**What you are asked to do**.
The records must be duplicated exactly, with every picture left out.

Recorded data
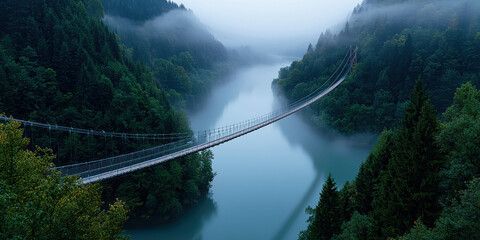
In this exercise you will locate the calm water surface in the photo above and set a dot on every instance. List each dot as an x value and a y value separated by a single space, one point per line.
265 179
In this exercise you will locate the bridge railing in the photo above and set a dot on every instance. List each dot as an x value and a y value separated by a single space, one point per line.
93 168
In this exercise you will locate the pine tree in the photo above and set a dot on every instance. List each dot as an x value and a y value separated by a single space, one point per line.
326 218
409 186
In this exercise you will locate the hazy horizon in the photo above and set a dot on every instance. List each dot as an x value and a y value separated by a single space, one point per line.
275 27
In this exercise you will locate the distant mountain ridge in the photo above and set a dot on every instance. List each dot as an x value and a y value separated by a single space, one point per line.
397 41
184 56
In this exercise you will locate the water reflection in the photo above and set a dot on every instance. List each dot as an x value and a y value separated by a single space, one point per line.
329 153
187 228
267 178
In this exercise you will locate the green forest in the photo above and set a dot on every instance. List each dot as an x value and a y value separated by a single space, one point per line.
415 81
184 57
397 42
420 181
59 63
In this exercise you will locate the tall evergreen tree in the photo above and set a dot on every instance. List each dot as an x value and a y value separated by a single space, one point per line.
409 187
326 219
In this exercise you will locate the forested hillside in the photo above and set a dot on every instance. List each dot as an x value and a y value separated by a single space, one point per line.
397 41
59 63
420 181
415 81
184 57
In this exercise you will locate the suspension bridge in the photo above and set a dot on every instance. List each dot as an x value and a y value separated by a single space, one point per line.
187 142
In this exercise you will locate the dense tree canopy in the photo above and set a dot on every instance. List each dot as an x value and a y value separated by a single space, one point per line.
185 58
37 203
420 180
60 64
397 42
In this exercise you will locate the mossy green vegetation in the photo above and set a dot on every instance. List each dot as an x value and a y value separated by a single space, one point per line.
421 180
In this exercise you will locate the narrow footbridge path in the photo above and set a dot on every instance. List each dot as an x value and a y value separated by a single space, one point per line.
188 143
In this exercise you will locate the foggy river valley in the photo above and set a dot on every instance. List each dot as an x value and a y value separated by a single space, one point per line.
266 179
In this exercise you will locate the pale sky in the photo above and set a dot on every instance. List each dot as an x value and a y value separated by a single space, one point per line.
270 25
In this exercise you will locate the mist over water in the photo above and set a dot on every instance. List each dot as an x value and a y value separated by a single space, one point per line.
267 178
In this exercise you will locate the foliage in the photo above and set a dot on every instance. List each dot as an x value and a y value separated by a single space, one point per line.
458 221
139 10
397 42
325 219
358 228
59 63
185 58
460 140
36 202
408 188
164 192
420 179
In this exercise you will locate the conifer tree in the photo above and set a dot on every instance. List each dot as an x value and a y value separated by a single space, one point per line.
409 186
326 219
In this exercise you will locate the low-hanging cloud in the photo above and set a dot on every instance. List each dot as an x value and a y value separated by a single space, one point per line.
177 26
275 26
433 11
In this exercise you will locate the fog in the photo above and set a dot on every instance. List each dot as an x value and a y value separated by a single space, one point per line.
272 26
433 12
183 25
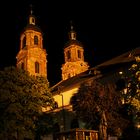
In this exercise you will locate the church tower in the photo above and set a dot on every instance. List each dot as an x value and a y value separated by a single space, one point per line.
31 56
74 57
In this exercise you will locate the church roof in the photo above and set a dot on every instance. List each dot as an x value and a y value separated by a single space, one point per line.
113 64
73 42
32 27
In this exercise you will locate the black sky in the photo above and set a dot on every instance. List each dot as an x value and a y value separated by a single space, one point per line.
105 29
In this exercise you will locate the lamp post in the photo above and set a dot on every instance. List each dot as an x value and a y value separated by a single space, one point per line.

**Response**.
In this exercise you will locate the calm water surface in the photo above and set a dot on every instance. List each dot as an x value and a y value separated by a single space, one point per line.
265 179
In this exercise you will locate the bridge railing in the photo above and set a dot on every instance. List each dot as an x value and a y value separated by a single space, one point per line.
93 168
In this exercise you will locate the pine tree in the photo above and set a dot on every instance. List each dot as an x value and a y value separated by a single space, one point per line.
326 218
409 186
In this exercise you will locate the hazy horizon in the photo above and set a dot on every instance. List each dot as an x value and a y value separated by a single space, one point per line.
275 27
In this exercise you will locate the distant mountain ridge in the photo above and set a dot on every instance. List each dot as an x value and a y value separated by a single space, one point per line.
397 41
184 56
In this exercise you will locate the water reflection in the photo above and set a dot on every instance. List each dot as an x value and a y value separated by a single space, one point per line.
329 153
187 228
267 178
In this exercise you will locate the green forest in the photo above and set a dot on every instance. List each dot as an x value and a y value separated by a single space, one point per line.
415 81
184 57
397 42
420 181
59 63
In this exercise you will locate the tall evergreen tree in the photo above and set a dot on every instance. List each dot as an x value and a y value separated by a single space, one point per line.
409 187
326 219
In this exercise you will locate the forested hillside in the photo above and set a dot on every instance. List each dot as an x value and a y value separated by a single space, one point per line.
397 41
59 63
420 181
415 81
184 57
In this exercise you will locate the suspension bridge in the photo above and set a dot on every instance. List each dot as an x value and a y value separated by a single space, one point per line.
187 142
In this exercise you will locate the dense tree canopy in the photo above and set a dot on every instance. List each dot as an x value and a y value separated by a single space, one point per line.
185 58
37 203
420 180
60 64
397 42
In this exercise you will locate the mossy green vegetation in the photo above and set a dot on every instance. List each dot as an x value and a y value separated by a single space, one point per line.
421 180
In this exercise you will locate the narrow footbridge path in the photo above and set a dot on every instance. List each dot as an x value and a y value separated by a single space, one point per line.
188 143
In this exercise you will locate the foggy river valley in the photo above and set a dot on every instance. List each dot as an x value and a y value separated by a single space, one point per line.
266 179
In this exercise you will locate the pale sky in the photo above and set a dot on every instance. List each dot as an x value and a y value separated by a single space, one point per line.
270 25
In this exercise you will locate the mist over water in the photo above and set a dot on every instance. List each dot as an x value and a y value separated by a single space, one point per line.
267 178
In this exercise you will locate the foliage in the photo above and set a dot on every instance. List each dot as an x value and a y value separated by a single space, one point per line.
458 221
139 10
397 42
325 219
358 228
59 63
185 58
460 140
36 202
408 188
164 192
420 179
In this exercise you will locate the conifer tree in the photo above and set a dot on every instance. List each dot as an x value and a y value separated by a single space, one point per line.
409 186
326 219
In this exercise you will locate the low-hanging cloud in the photo above and set a dot on every instance. List each dot as an x value and a y value separated by a single space, one point per line.
177 26
275 26
433 11
In this exercise you will locate the fog in the photo above and set a dot on every instance. List each dot as an x value and a y value separated by a single space, one point per line.
272 26
433 12
183 25
In this exercise you will locate the church tower in the photo above and set a dot on every instance. List each dot as an x value and a y value separated by a single space, one point per line.
31 56
74 57
In this exercise you will locate the church roof in the photo above and set a dot on every instance. List each dot as an x value and a y value separated by a single space, one point per line.
113 64
73 42
32 27
In this exercise you will locate the black sky in the photo above and set a dot on every instance. List each dot as an x value and a y value separated by a single space, one point per line.
105 29
In this exercise you will locate the lamp post in the photo above and set a dot on every instance. List each dot as an x value and a y value separated by a single space, one point per line.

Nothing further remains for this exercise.